Work to complete. Return the entries below verbatim. Pictures stay out.

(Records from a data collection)
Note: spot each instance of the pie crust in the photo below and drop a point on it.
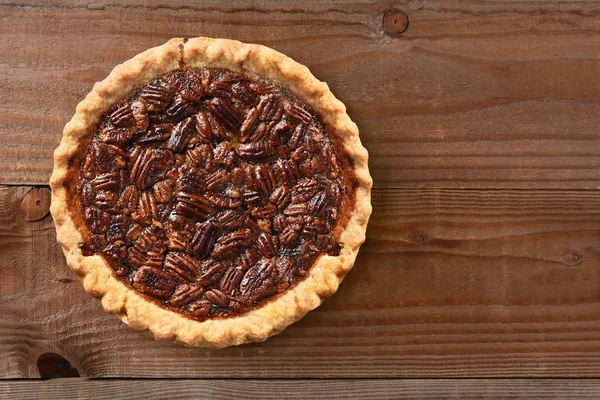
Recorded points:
(133, 308)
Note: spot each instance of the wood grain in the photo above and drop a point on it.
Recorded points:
(472, 94)
(450, 283)
(304, 389)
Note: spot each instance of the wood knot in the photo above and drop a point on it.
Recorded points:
(36, 204)
(395, 21)
(575, 258)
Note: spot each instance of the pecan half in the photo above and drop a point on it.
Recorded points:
(162, 191)
(230, 281)
(143, 170)
(153, 282)
(200, 308)
(258, 280)
(181, 135)
(193, 205)
(185, 294)
(122, 116)
(157, 95)
(157, 133)
(280, 197)
(230, 219)
(212, 271)
(140, 115)
(180, 108)
(231, 244)
(204, 239)
(217, 297)
(183, 267)
(267, 244)
(224, 111)
(304, 190)
(203, 128)
(107, 181)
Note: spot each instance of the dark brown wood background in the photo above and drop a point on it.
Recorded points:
(482, 123)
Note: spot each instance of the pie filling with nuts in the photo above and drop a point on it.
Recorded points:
(210, 191)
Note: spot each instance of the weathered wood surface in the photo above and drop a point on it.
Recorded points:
(304, 389)
(472, 94)
(451, 282)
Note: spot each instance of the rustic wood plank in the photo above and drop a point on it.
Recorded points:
(473, 94)
(451, 283)
(304, 389)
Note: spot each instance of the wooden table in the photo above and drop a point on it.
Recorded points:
(482, 120)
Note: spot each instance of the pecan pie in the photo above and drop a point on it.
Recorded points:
(210, 191)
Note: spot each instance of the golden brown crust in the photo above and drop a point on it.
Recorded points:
(270, 319)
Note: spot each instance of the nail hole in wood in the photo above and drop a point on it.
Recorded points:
(52, 365)
(36, 204)
(395, 21)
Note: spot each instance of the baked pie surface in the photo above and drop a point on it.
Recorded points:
(210, 191)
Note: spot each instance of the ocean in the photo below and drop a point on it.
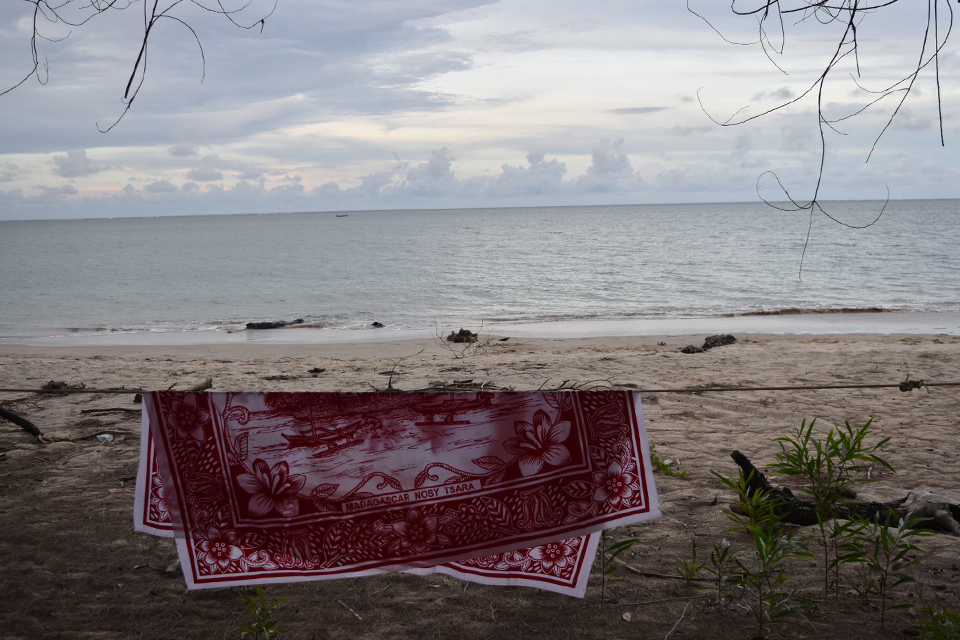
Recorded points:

Exercise answer.
Note: spot each instance of the pie crust in the photo below and drop a point on it.
Recorded points:
(133, 308)
Note: spot each instance of the wood grain in the photo above and drop a point on it.
Recorded points:
(472, 94)
(450, 283)
(304, 389)
Note: spot each instance of the wood knot in the photo above and drop a point on it.
Recorded points:
(36, 204)
(395, 21)
(575, 258)
Note: spot each instance of the pecan half in the photo above and drop a point on it.
Recorded points:
(162, 191)
(230, 281)
(143, 170)
(153, 282)
(200, 308)
(258, 280)
(181, 135)
(193, 205)
(185, 294)
(122, 116)
(157, 95)
(157, 133)
(280, 197)
(230, 219)
(212, 271)
(140, 115)
(180, 108)
(231, 244)
(204, 239)
(217, 297)
(183, 267)
(267, 244)
(224, 111)
(304, 190)
(203, 128)
(107, 181)
Note: spot each instance of the dark brown wood background in the photo above and drop a point on it.
Recorded points:
(482, 123)
Note: spot each instance of the pie filling with nuts in the photo above and drop a point on it.
Recorded points:
(210, 191)
Note: spot each instance of the weathered wood surface in the photo above and drop a point on it.
Recorded points:
(304, 389)
(472, 94)
(451, 282)
Note: spot each instance of the rustic wood plank in the photo above and drop a point on it.
Recorded points:
(473, 94)
(451, 283)
(304, 389)
Note: spot each instance of the wooden table in the photo above and drop a point on it.
Recorded points:
(482, 120)
Note: spot each instance of the pecan pie in the photo above and drop a point on it.
Recorded points:
(210, 191)
Note: spot each instance of the golden brown crust in the photo above and drop a point on it.
Recorded points:
(270, 319)
Note: spot each instance of the nail hole in wood in the photo above and drop a point on it.
Recorded points:
(52, 365)
(36, 204)
(395, 21)
Note: spot each instance of the baked pie surface in the photo above and drop a point on it.
Recorded points:
(210, 191)
Note: spot each instance of the ocean in the photo below and drop a point on it.
Recorded points:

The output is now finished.